Return each line of the rows below that contains the word "green" and copy it unchanged.

:: Supplied records ::
---+---

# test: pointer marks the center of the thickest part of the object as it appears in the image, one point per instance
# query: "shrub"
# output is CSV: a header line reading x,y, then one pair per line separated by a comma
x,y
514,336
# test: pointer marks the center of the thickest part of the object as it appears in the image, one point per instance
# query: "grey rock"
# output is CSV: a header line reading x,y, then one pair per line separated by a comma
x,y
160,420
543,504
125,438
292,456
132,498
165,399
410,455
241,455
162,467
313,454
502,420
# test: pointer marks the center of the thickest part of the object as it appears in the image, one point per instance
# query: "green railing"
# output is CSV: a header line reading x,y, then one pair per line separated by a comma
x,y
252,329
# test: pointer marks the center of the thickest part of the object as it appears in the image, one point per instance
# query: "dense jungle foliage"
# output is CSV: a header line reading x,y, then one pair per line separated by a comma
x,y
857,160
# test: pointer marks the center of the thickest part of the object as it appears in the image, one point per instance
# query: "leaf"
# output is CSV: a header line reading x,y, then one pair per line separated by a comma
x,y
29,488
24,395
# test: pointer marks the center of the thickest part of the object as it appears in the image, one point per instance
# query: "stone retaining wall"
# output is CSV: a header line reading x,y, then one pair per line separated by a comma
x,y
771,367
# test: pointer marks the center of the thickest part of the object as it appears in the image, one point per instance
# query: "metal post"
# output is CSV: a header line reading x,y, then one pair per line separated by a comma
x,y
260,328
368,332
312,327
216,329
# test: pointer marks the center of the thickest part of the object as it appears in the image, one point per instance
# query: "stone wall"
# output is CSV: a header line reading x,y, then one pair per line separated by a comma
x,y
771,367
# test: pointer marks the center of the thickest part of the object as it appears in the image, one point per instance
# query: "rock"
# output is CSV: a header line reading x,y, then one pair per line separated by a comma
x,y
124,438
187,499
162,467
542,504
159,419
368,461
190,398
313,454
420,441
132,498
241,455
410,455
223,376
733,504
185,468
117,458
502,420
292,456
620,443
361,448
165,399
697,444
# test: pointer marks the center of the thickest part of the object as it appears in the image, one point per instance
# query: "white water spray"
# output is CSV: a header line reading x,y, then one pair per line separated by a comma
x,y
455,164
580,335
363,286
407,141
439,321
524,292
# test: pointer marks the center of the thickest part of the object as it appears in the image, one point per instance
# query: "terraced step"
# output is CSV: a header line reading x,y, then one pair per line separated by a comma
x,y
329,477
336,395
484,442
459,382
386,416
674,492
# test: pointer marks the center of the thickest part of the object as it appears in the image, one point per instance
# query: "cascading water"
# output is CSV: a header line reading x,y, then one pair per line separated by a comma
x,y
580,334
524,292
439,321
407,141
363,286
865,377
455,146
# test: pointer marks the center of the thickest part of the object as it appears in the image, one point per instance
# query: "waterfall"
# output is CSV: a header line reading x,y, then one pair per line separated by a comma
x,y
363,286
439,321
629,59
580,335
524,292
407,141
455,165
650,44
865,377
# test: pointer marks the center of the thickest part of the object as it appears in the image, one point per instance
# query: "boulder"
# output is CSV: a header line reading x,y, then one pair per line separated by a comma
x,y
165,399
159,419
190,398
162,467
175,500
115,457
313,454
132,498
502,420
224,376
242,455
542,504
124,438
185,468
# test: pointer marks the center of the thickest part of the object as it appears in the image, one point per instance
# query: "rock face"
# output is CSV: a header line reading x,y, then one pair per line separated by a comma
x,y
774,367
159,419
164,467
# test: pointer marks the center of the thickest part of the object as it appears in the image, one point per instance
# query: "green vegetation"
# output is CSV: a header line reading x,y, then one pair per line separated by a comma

---+---

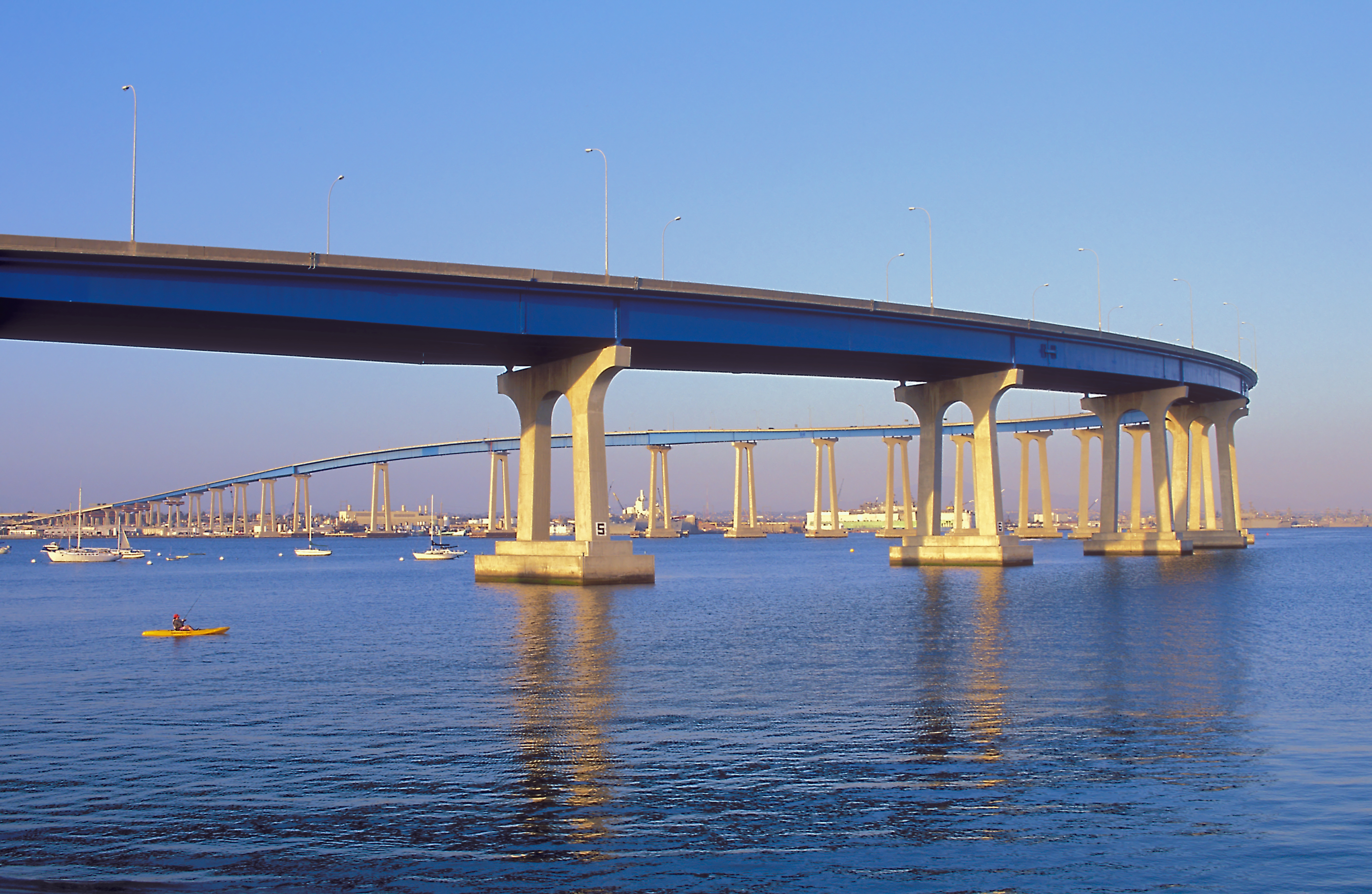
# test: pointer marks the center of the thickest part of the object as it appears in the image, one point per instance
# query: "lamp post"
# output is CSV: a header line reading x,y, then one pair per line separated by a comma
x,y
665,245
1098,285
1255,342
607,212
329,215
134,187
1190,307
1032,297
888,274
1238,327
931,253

---+---

:: Solution ::
# query: "green railing"
# query: "green vegetation"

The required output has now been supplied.